Istruzione scritta 1 >> Ricopia tali e quali le righe dei record, a partire da quella che contiene "Can you find the tree" fino alla fine dei record, estremi compresi.

Testo del documento >>
====

La sua produzione artistica si articola sugli elementi tradizionali della pittura e così anche acquerelli, incisioni e altre tecniche.
Otto cicli di pittura
La pittura di Griffa si è sviluppata e articolata negli anni dando vita a una serie di otto cicli pittorici tutti caratterizzati da una data di inizio, ma nessuno da una data di fine. Come Griffa stesso afferma, questi cicli convivono l'uno accanto all'altro, in conseguenza del fatto che non si tratta delle tappe di un progresso o regresso, bensì semplicemente delle continue variazioni del divenire.
Segni primari
Inizia alla fine del 1967. Dopo alcune tele monocrome in cui il colore non è steso su tutta la superficie del quadro (“quasi dipinto”), le stesure di colore sono sostituite dal ripetersi sulla tela di un medesimo segno, sempre lo stesso e sempre diverso per via delle imperfezioni della mano.
La pittura raccoglie i ritmi e la variabilità del divenire costruendo delle società di segni, tutti con gli stessi caratteri e tutti diversi l'uno dall'altro, similmente a quanto accade nella società degli uomini, o negli animali di una stessa razza, nelle foglie di una stessa pianta, o nei cristalli.
In questo ciclo sono presenti le costanti di tutto il lavoro successivo: il non finito e la scelta di segni anonimi, che appartengono alla mano di tutti, anziché alla mano dell'artista.
Connessioni o contaminazioni
L'attenzione all'imponente memoria della pittura anziché a quella singola del pittore determina nella seconda metà degli anni '70 la necessità di Griffa di aprire il lavoro a suggestioni più vaste.
Così segni differenti iniziano a dialogare fra di loro. Da una società di segni si passa alla convivenza di diverse società di segni sulla stessa tela - segni orizzontali e segni verticali, segni larghi e segni sottili - ciascuna organizzata sui ritmi interni del ciclo dei segni primari e tutte compresenti in grazia di quella memoria immensa della pittura.
Nel tempo questo ciclo è andato modificandosi in considerazione del movimento, della mobilità del divenire, una sorta di passaggio dal mondo tolemaico a quello copernicano sino alla modernità di Einstein.

====

Estratti da un dataset di puntamento:
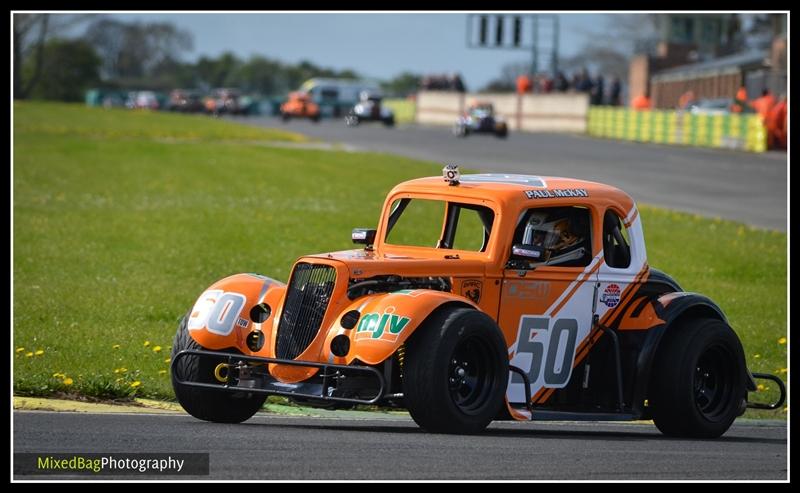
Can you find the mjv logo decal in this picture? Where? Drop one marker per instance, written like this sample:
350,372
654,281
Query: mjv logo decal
386,326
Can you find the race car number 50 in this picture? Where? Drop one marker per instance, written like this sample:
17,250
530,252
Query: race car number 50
552,350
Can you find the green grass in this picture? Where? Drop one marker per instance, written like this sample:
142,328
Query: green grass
404,109
117,230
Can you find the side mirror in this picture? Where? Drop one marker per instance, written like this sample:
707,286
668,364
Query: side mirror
528,251
363,236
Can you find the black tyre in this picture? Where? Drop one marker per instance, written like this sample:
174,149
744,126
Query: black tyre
698,382
456,372
207,404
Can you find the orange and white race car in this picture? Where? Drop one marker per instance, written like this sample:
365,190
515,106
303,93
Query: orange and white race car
477,298
300,105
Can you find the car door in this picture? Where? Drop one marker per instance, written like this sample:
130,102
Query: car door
546,311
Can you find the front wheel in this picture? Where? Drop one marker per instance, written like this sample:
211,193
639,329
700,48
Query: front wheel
207,404
698,384
456,372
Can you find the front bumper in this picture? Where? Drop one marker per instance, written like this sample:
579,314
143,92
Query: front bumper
251,374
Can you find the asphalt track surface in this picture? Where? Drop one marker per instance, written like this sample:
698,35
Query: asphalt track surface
742,186
269,447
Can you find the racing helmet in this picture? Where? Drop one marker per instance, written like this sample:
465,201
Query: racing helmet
560,237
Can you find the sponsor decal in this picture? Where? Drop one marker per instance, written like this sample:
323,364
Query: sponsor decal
471,288
386,326
528,290
610,296
556,193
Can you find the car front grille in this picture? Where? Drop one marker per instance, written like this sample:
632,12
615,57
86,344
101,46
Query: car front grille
307,298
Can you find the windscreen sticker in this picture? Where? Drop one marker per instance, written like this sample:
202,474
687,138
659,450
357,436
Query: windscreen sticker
556,193
610,296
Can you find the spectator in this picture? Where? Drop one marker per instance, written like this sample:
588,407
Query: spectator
616,90
763,104
597,90
523,84
585,82
547,84
686,99
740,102
642,102
561,84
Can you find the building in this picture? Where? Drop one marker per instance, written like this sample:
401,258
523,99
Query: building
715,79
697,52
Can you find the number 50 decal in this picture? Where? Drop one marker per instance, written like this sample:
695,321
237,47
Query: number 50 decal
552,351
217,311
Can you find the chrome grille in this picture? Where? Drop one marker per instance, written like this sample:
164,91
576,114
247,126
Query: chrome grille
307,298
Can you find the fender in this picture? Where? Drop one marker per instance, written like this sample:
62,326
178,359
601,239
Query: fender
220,317
671,308
387,320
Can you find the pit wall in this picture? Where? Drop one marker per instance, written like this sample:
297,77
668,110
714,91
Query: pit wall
528,113
733,131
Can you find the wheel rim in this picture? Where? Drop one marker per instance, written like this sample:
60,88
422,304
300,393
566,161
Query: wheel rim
470,375
713,382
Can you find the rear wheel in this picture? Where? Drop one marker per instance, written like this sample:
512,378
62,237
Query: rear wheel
456,372
698,383
208,404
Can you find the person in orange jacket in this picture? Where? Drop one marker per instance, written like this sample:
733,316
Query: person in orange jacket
524,84
776,125
641,102
740,102
763,104
685,99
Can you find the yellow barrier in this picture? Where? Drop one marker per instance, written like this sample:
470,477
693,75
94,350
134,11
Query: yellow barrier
732,131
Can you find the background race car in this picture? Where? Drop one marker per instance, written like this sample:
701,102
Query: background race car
300,105
369,109
480,118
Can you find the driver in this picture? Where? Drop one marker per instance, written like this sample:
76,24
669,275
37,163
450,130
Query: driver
558,237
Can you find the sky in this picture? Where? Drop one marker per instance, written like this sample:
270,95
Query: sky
374,45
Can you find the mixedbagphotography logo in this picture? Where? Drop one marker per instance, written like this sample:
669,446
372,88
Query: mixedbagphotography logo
194,464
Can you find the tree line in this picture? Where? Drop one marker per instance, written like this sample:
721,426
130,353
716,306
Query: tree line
52,63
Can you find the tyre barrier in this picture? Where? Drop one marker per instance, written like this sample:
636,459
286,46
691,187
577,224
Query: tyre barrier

====

Istruzione scritta 2 >> Trascrivi senza alcuna modifica il passo del testo sulla pittura di Griffa che comincia con le parole "In questo ciclo" e termina con "suggestioni più vaste.".

Risposta 1 >>
Can you find the tree line in this picture? Where? Drop one marker per instance, written like this sample:
721,426
130,353
716,306
Query: tree line
52,63
Can you find the tyre barrier in this picture? Where? Drop one marker per instance, written like this sample:
636,459
286,46
691,187
577,224
Query: tyre barrier

Risposta 2 >>
In questo ciclo sono presenti le costanti di tutto il lavoro successivo: il non finito e la scelta di segni anonimi, che appartengono alla mano di tutti, anziché alla mano dell'artista.
Connessioni o contaminazioni
L'attenzione all'imponente memoria della pittura anziché a quella singola del pittore determina nella seconda metà degli anni '70 la necessità di Griffa di aprire il lavoro a suggestioni più vaste.